● Задание
Пожалуйста, воспроизведите без изменений фрагмент исходного отрывка от слов «На мой взгляд, много» до слов «нарушенными поэтическими конвенциями.» включительно.

● Исходный отрывок
####

На мой взгляд, много справедливого и в представлении о связи поэтической речи с особой концентрацией мысли. Любой читатель знает, что одно и то же стихотворение при повторных прочтениях способно раскрывать все новые и новые грани смысла. Тем не менее информационное оправдание поэзии сталкивается с многочисленными проблемами. Во-первых, подобная концепция смешивает информативность в повседневном смысле, которая действительно является достоинством, и представление об информативности как степени непредсказуемости, которое связывается с теорией информации. Если в ответ на вопрос «Какая завтра будет погода?» собеседник замяукает, его ответ будет в высшей степени информативным во втором смысле и абсолютно неинформативным в первом. Боюсь, что поэтическое мяуканье несет в себе ничуть не больше мысли, несмотря на несомненный контраст с нарушенными поэтическими конвенциями.

####

● Исходные материалы

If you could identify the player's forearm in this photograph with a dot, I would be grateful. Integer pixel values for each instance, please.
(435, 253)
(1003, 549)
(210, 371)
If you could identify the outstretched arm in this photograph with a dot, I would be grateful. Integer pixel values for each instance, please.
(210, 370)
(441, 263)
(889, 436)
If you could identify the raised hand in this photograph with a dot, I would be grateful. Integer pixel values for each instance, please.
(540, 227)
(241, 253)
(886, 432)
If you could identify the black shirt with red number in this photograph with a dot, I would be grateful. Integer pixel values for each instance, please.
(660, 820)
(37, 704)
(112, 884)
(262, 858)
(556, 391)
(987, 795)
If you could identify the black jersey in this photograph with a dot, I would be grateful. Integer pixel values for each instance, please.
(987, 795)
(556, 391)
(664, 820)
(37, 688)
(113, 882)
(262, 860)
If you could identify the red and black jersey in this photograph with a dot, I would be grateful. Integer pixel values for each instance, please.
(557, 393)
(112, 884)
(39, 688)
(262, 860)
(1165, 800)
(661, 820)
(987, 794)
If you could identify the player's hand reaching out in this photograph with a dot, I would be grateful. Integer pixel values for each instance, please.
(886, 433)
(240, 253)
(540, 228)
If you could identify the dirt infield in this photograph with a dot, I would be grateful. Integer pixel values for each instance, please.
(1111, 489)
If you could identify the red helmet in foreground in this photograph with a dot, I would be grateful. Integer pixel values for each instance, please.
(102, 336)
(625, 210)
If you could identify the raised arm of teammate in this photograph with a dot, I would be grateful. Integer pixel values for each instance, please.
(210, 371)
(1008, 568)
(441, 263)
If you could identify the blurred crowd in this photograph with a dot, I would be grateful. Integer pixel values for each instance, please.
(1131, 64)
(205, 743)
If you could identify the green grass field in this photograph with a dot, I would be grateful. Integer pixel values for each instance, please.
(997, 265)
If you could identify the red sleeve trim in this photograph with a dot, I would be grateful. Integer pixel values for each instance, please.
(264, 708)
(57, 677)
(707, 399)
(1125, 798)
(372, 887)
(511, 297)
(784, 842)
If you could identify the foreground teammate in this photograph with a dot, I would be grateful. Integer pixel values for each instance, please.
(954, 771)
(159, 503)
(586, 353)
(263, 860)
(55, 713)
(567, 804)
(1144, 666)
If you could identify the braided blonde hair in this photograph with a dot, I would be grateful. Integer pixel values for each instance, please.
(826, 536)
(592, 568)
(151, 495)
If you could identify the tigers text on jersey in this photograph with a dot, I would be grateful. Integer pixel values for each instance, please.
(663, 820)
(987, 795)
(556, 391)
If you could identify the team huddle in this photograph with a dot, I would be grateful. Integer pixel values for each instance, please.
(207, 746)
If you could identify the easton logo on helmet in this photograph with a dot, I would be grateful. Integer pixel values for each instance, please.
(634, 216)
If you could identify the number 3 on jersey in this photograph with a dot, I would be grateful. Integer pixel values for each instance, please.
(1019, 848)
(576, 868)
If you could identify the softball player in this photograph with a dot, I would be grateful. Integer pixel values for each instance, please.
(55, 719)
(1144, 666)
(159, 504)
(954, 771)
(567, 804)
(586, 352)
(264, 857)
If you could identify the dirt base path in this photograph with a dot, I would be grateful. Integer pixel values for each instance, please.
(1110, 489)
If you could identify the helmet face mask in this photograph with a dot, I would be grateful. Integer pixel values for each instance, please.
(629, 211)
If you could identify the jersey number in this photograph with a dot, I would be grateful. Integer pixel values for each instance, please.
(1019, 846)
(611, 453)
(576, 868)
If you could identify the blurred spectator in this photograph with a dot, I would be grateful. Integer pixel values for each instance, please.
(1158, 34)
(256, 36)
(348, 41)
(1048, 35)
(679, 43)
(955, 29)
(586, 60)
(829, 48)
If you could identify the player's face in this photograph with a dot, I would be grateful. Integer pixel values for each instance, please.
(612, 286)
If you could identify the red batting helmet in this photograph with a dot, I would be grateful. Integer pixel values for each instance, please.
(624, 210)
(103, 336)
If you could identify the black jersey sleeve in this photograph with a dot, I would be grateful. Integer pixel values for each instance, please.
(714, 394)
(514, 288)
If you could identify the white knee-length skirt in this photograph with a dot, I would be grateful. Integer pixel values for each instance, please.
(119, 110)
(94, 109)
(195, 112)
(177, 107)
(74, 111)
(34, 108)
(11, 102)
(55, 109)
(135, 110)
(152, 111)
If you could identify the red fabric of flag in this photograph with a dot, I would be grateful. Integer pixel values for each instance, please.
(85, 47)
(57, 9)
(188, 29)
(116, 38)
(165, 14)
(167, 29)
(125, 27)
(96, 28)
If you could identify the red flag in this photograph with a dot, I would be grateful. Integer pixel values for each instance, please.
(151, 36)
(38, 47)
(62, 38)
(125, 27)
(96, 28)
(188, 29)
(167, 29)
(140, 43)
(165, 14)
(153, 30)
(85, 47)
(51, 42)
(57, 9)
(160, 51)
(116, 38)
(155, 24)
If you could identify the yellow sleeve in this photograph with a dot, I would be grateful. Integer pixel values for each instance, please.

####

● Решённое задание
На мой взгляд, много справедливого и в представлении о связи поэтической речи с особой концентрацией мысли. Любой читатель знает, что одно и то же стихотворение при повторных прочтениях способно раскрывать все новые и новые грани смысла. Тем не менее информационное оправдание поэзии сталкивается с многочисленными проблемами. Во-первых, подобная концепция смешивает информативность в повседневном смысле, которая действительно является достоинством, и представление об информативности как степени непредсказуемости, которое связывается с теорией информации. Если в ответ на вопрос «Какая завтра будет погода?» собеседник замяукает, его ответ будет в высшей степени информативным во втором смысле и абсолютно неинформативным в первом. Боюсь, что поэтическое мяуканье несет в себе ничуть не больше мысли, несмотря на несомненный контраст с нарушенными поэтическими конвенциями.